**PROBLEM DESCRIPTION**
Only the pictures are left out: repeat the rest of the entries exactly.

**SOURCE DATA**
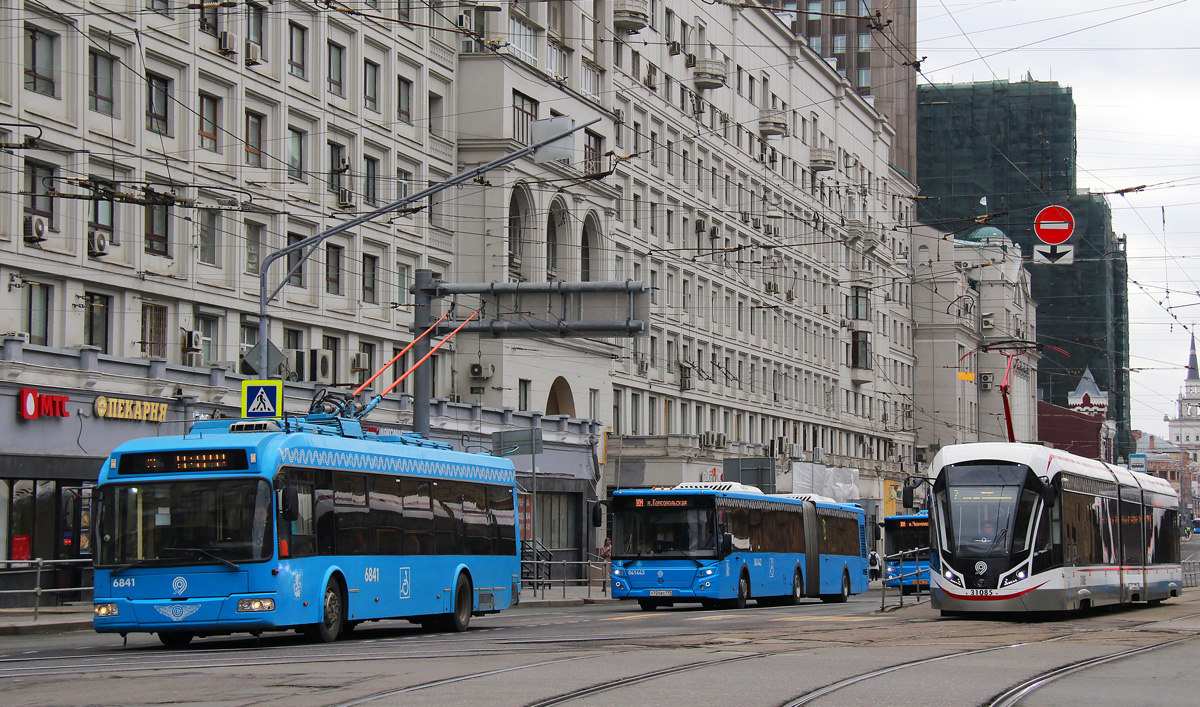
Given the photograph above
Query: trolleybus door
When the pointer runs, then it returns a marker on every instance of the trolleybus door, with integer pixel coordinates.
(811, 550)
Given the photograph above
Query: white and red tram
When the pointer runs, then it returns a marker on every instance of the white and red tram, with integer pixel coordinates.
(1023, 527)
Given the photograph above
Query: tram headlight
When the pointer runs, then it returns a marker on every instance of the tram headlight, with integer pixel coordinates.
(105, 610)
(256, 605)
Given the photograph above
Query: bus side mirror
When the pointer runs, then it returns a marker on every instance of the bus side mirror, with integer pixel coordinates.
(291, 503)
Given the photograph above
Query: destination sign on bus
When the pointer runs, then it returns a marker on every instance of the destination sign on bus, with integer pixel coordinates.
(210, 460)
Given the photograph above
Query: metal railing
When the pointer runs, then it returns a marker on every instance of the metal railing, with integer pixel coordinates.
(595, 574)
(903, 575)
(39, 568)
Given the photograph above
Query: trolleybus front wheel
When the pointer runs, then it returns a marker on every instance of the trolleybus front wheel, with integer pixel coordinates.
(331, 616)
(174, 639)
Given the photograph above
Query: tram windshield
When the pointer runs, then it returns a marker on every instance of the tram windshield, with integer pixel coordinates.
(675, 526)
(185, 522)
(987, 509)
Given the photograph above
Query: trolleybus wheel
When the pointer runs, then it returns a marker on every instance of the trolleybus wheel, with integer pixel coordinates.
(174, 639)
(331, 616)
(797, 587)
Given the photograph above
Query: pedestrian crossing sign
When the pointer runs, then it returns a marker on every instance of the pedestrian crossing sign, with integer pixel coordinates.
(262, 399)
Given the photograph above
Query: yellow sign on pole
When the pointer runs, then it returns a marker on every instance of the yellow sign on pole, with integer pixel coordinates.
(262, 399)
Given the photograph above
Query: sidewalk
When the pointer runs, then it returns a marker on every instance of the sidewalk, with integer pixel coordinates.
(77, 617)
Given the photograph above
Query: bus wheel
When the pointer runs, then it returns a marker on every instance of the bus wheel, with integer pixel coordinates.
(174, 640)
(797, 587)
(333, 611)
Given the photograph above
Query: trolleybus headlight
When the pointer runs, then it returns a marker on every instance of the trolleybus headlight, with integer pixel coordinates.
(256, 605)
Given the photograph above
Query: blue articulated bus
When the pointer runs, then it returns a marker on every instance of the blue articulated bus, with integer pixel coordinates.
(307, 523)
(906, 533)
(723, 544)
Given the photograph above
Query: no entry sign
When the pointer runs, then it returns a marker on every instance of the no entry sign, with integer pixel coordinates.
(1054, 225)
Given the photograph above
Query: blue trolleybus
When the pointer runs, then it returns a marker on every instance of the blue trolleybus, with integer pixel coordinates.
(305, 523)
(723, 544)
(905, 534)
(1023, 527)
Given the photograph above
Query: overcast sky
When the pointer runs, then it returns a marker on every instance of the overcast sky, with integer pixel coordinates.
(1135, 72)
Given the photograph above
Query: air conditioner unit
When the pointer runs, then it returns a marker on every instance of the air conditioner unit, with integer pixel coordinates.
(321, 365)
(227, 42)
(97, 244)
(36, 227)
(191, 340)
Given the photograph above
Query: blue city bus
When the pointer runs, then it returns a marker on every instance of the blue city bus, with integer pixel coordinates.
(723, 544)
(904, 533)
(307, 523)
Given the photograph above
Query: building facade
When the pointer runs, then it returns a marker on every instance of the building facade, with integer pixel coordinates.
(1000, 151)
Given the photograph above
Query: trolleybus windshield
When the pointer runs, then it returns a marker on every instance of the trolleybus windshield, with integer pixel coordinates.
(664, 526)
(185, 522)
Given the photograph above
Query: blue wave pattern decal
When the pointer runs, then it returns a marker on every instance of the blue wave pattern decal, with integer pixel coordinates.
(395, 465)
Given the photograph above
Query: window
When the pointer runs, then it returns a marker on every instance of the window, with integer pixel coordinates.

**WRITTEN SOLUTION**
Given the photograph above
Query: trolleybus door
When the pointer runs, then it returns a marker on every instance of the trolleybus door, with integer pixel coordinates.
(811, 550)
Given the photograph above
Query: white and red tram
When the pointer runs, then it returns a marker on every instance of the white and red tram, with integer pixel coordinates.
(1023, 527)
Given the photograph above
Query: tram headlight
When the pointer runs, then it returns a marker on every instance of the tram headlight, with integer pixel coordinates.
(105, 610)
(256, 605)
Given the photograph above
Query: bus side mirror
When the pointer runs, then it returns a marker on every instance of the bus side mirror, with integer pixel coordinates.
(291, 503)
Given the photograph above
Query: destination sign on bus
When the pointer runs, then it returns a marker on every instance of the destination sign on bus, with integer pixel coordinates.
(210, 460)
Given the photograph above
Query: metal railing
When the pointer runs, then it returns a marker on every instance of the metal railing, with integer pixel coordinates.
(595, 574)
(903, 575)
(39, 568)
Given the photograph above
Query: trolleybus front wheel
When the pointer runs, then it returns a marker on every instance of the trolleybus front wheel, with integer pixel coordinates.
(331, 616)
(174, 639)
Given the photograph above
Query: tram windshield
When the pointer runs, then it returns a marker on every instance of the tram windshield, with integer pixel coordinates.
(675, 526)
(185, 522)
(987, 509)
Given the photograph above
Query: trolleybus wheel
When the pointer runs, then it returns a marker on every instance of the trolleybus wheel, with integer pixel coordinates.
(174, 639)
(331, 616)
(797, 587)
Given the photograph above
Query: pedestrian crossing sign
When the pointer runs, then it returns a marker on every instance of the pedestrian crossing sign, with integer pixel coordinates.
(262, 399)
Given the photograph above
Query: yellow sign on pole
When the pointer runs, then it returns a marker on every instance of the yellow sign on pole, with integer pixel coordinates.
(262, 399)
Given the photograph above
Query: sidewalk
When the pointer runs, then it returns a marker on every instance of the sidewalk, with integer pixel coordinates.
(77, 617)
Given the photograph above
Query: bus wheel
When the pointer runs, then it returns a marker on every instance of the bus wheel, with integer pixel coordinates.
(174, 640)
(797, 587)
(333, 611)
Given the photograph above
Query: trolleybus headlight
When the pointer runs, then it returns a marker on every instance of the trolleybus headlight, with integer pixel coordinates.
(256, 605)
Given the photograph above
Query: blue articulated bus
When the pointer runs, then it returns a marker on every instance of the blue articulated bus, with integer pixel coordinates.
(307, 523)
(906, 533)
(723, 544)
Given the photograph above
Query: no entry sign
When the pointer runs, then it returns a marker on every instance of the no entry sign, with integer pixel coordinates.
(1054, 225)
Given the photograph above
Query: blue trolleybus
When the pointer runs, then it returns a marker on every instance of the blue trolleybus, with integer pixel coordinates.
(305, 523)
(723, 544)
(905, 534)
(1023, 527)
Given the photograph above
Query: overcast sky
When the pointer runs, then it returns a marker on every instance of the overcast sky, with integer pixel coordinates.
(1135, 72)
Given the photograph above
Query: air conditioner unit
When the pointer runs, then it returns a marker on every instance of the air conditioner unit, with integer pixel coordinates.
(321, 365)
(227, 42)
(97, 244)
(36, 227)
(191, 340)
Given the photograph above
Query: blue city bus
When the pointer runs, then it returns a marker on every instance of the blue city bus, with integer pixel coordinates.
(723, 544)
(904, 533)
(307, 523)
Given the photograph above
Query: building facade
When the pointer runs, then it returns a marker on every instance of the building facade, with integer pixel coordinates.
(1000, 151)
Given the photograph above
Query: trolleybus windshield
When the pointer runs, then it returns a marker on every instance of the trolleybus windshield, with integer pixel coordinates.
(664, 526)
(185, 522)
Given the photograph above
Query: blue wave pattern decal
When the pointer runs, then it returns a marker on every instance of the blue wave pattern decal, with integer pixel coordinates.
(395, 465)
Given the photograph above
Query: window
When the pointer runs, then it returns a marker on every instance of the window, with integer pixel coordinates.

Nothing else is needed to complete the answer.